**WHAT IS BEING ASKED:** Reproduce the portion of the AI news roundup starting at "Wyoming’s AI power" and ending at "for the revs.", word for word.

Wyoming’s AI power grab: A new, unnamed AI facility in Wyoming is about to use five times more electricity than the state’s human population. It’s starting at 1.8 GW and could hit 10, which is over 5x the power consumption of state households. OpenAI won’t confirm if it’s theirs. Everyone’s nervous. Wyoming’s like: Yeehaw, thanks for the revs.
🤖 Messiah-as-a-service: I guess I shouldn’t be shocked. A wave of for-profit developers are cranking out AI Jesus chatbots, complete with data tracking and pop-up ads, claiming to be the literal voice of Christ. These AI blasphemy bots with no ties to actual churches are running on algorithms tuned for engagement and profit, not scripture. It’s gone from “Give us this day our daily bread” to “Give us this day our daily banner ad.” Don’t fall for it.
Bamboozling Gemini: At Black Hat (cybersecurity event), researchers showed how Google’s AI Gemini can be hijacked with a single calendar invite. One hidden prompt, and boom, Gemini starts spewing lies, deleting meetings or opening your windows via Google Home. It’s like a robbery, but your AI assistant is opening the front door.
🤐 AI learns to shut up: OpenAI’s newest model finally admits what the last ones wouldn’t: Sometimes, it just doesn’t know. No more flattery, fewer fake facts and a 45% drop in hallucinations. It’s also 80% better at admitting it’s clueless, which is more than I can say for half my group chats.
GPT-5 eats its siblings: OpenAI says GPT-5 is so good they’re deprecating every older model. That means GPT‑4o, GPT‑4.1 and GPT‑4.5 will be gobbled up. ChatGPT defaults to GPT‑5 via a unified “auto‑switching system” sometimes. Comes with “personalities,” can solve real-world problems, and yes, it’s free.
💬 Fact-check ChatGPT: If ChatGPT or your favorite AI chatbot says something that sounds off, ask, “Why did you say that?” It might give you the source or admit it was wrong. Still in doubt? Use this prompt next: “Are you sure this is correct? Search the web August 2025 to confirm these facts.” You’ll get updated articles.
🧨 Inside job: Security researchers tricked Google’s Gemini into turning on smart home devices using a Google Calendar invite. When Gemini was asked to “summarize the week,” it unknowingly ran booby-trapped prompts that lit up devices in Tel Aviv. It’s the first known AI attack with physical consequences.

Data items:
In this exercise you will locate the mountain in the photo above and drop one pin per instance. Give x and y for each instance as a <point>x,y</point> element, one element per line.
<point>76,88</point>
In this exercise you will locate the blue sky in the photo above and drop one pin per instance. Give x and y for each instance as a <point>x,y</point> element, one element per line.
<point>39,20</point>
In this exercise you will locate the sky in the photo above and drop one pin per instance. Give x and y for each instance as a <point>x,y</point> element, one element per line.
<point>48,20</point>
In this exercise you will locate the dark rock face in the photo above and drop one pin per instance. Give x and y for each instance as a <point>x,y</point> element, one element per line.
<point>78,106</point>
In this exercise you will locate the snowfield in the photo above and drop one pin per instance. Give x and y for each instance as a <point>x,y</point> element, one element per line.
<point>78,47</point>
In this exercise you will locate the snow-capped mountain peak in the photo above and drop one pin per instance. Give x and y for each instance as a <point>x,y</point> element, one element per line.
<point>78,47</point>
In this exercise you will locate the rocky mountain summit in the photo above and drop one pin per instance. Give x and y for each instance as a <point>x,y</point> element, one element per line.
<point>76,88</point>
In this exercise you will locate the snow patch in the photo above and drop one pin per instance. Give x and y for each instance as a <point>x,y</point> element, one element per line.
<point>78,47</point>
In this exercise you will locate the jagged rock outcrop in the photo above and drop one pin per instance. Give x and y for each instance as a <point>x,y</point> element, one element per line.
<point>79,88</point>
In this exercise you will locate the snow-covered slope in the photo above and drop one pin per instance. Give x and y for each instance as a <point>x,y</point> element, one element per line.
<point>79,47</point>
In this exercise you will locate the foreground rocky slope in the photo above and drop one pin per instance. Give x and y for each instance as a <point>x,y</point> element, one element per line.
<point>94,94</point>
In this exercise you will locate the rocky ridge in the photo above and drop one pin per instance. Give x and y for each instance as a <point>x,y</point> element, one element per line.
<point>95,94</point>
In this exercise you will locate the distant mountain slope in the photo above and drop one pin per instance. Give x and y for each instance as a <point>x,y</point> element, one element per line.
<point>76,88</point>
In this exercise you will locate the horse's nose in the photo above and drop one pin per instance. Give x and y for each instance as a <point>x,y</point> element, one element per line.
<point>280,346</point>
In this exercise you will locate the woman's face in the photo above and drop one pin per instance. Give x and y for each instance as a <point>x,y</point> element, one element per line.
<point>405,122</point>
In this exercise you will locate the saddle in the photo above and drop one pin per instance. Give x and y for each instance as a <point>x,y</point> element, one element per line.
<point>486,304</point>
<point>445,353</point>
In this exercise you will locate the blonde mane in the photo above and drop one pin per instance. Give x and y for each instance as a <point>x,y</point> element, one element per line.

**REPLY TO THE TASK:**
Wyoming’s AI power grab: A new, unnamed AI facility in Wyoming is about to use five times more electricity than the state’s human population. It’s starting at 1.8 GW and could hit 10, which is over 5x the power consumption of state households. OpenAI won’t confirm if it’s theirs. Everyone’s nervous. Wyoming’s like: Yeehaw, thanks for the revs.